* Begin Data supplied *

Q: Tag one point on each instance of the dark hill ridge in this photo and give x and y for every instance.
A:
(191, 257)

* End Data supplied *
* Begin Data supplied *

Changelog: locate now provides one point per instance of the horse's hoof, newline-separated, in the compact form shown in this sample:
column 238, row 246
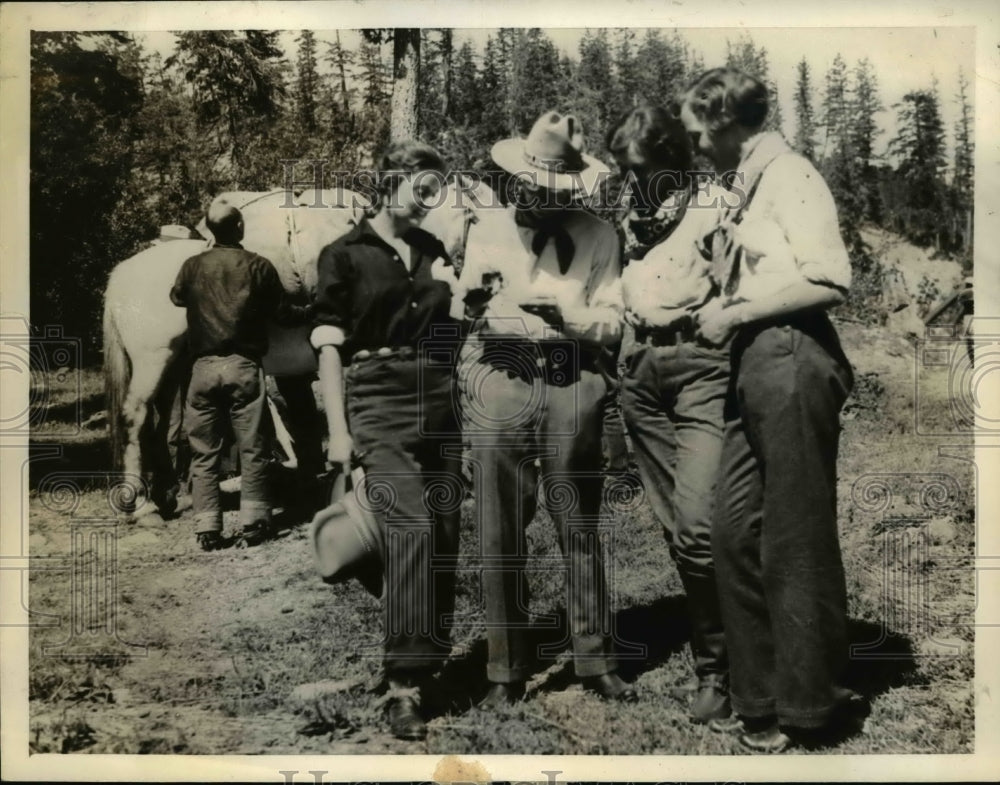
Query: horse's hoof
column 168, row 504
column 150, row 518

* End Data supplied *

● **Exercise description**
Format the stretch from the line containing "Changelog: locate now" through the line containing "column 150, row 518" as a numbered list, skipping blank lines and leaving out any pictures.

● **In response**
1. Changelog: locate now provides one point per instance of the horse's hoof, newline-separated, in the compact form shown in this sample:
2. column 238, row 246
3. Query: horse's hoof
4. column 168, row 504
5. column 150, row 518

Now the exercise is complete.